● Excerto de origem:
•••••
46. Além disso, recordo que, no Acórdão Schmitzer (33), na origem da reforma aqui em causa (34), o Tribunal de Justiça considerou que a regulamentação austríaca anterior a esta reforma continha uma diferença de tratamento diretamente baseada na idade na aceção daquela disposição e que esta diferença não era devidamente justificada por objetivos legítimos, pelo que estava abrangida pela proibição prevista no referido artigo 2.o, n.o 2, alínea a).
47. Por outro lado, o Tribunal de Justiça declarou de forma reiterada que sempre que a reclassificação de uma categoria de pessoas num novo sistema de remuneração seja efetuada exclusivamente em função de um parâmetro relacionado com a idade, decorrente do antigo sistema, as disposições nacionais deste tipo são suscetíveis de perpetuar a diferença de tratamento, baseada na idade, no novo sistema (35).
48. No caso em apreço, o § 169c da GehG, conforme alterada, lido em conjugação com o § 94a da VBG, conforme alterada, prevê que a reclassificação dos agentes contratuais que estão ao serviço é efetuada «exclusivamente com base no seu salário anterior» (36), o qual se baseia, ele próprio, na idade. Deste modo, estas disposições perpetuam uma situação discriminatória nos termos da qual os agentes que eram desfavorecidos pelo antigo sistema auferem uma remuneração menor do que a auferida por outros agentes, ainda que as suas situações sejam comparáveis, e isto unicamente devido à idade que tinham quando exerceram as atividades anteriores a ter em conta.
49. O órgão jurisdicional de reenvio pronuncia‑se no mesmo sentido. Remetendo para a jurisprudência do Tribunal de Justiça acima mencionada, o Governo austríaco reconhece, aliás, que estas disposições do novo sistema de remuneração são suscetíveis de prolongar os efeitos discriminatórios do antigo sistema (37). Além disso, a Comissão expõe que resulta de trabalhos preparatórios nacionais que foi de forma absolutamente intencional que o legislador austríaco optou por um método com tais consequências (38).
50. Portanto, a meu ver, é inegável que uma regulamentação como a que está em causa perpetua uma situação discriminatória, ou seja, a diferença de tratamento diretamente baseada na idade na aceção do artigo 2.o, n.o 2, alínea a), da Diretiva 2000/78, que foi constatada pelo Tribunal de Justiça no Acórdão Schmitzer (39). Por conseguinte, as discriminações que existiam antes da reforma em causa vão, inevitavelmente, prosseguir, e isto de forma não apenas provisória, mas duradoura, até mesmo definitiva (40).
•••••
● Extrato de dados:
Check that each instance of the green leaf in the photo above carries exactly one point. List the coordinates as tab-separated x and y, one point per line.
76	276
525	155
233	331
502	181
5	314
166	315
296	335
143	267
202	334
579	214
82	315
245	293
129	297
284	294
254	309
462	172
•••••
Prossiga o excerto sobre a discriminação em razão da idade no novo sistema de remuneração austríaco a partir do ponto em que termina. O material não é necessário.

● Resposta final:
51. Em segundo lugar, relativamente à eventual justificação da diferença de tratamento que assim persiste, há que recordar que o artigo 6.o da Diretiva 2000/78 permite afastar a qualificação de discriminação direta na aceção do seu artigo 2.o, e, consequentemente, a proibição daí resultante, sempre que as diferenças de tratamento com base na idade forem «objetiva e razoavelmente justificadas, no quadro do direito nacional, por um objetivo legítimo», como os enumerados neste artigo 6.o (41), e desde que «os meios para realizar esse objetivo sejam apropriados e necessários».
52. Em conformidade com jurisprudência constante, no âmbito de um reenvio prejudicial, embora caiba em última instância ao juiz nacional, que tem competência exclusiva para apreciar os factos, determinar se e em que medida a regulamentação interna em causa no processo principal está em conformidade com esses requisitos, o Tribunal de Justiça, chamado a fornecer ao juiz nacional respostas úteis, tem competência para dar indicações, extraídas dos autos do processo principal, bem como das observações que lhe tenham sido submetidas, suscetíveis de lhe permitir proferir a decisão no litígio que lhe está submetido (42).
53. Quanto aos objetivos suscetíveis de justificar o teor da regulamentação em causa, o órgão jurisdicional de reenvio (43) e o Governo austríaco referem que as modalidades de transição adotadas na reforma de 2015 visavam, por um lado, evitar as dificuldades demasiado importantes que resultariam de uma fixação específica para cada um dos muitos agentes em causa (44), por outro lado, manter a operação neutra em termos de custos para o Estado, e, por último, prevenir descidas importantes do nível de remuneração para estes agentes.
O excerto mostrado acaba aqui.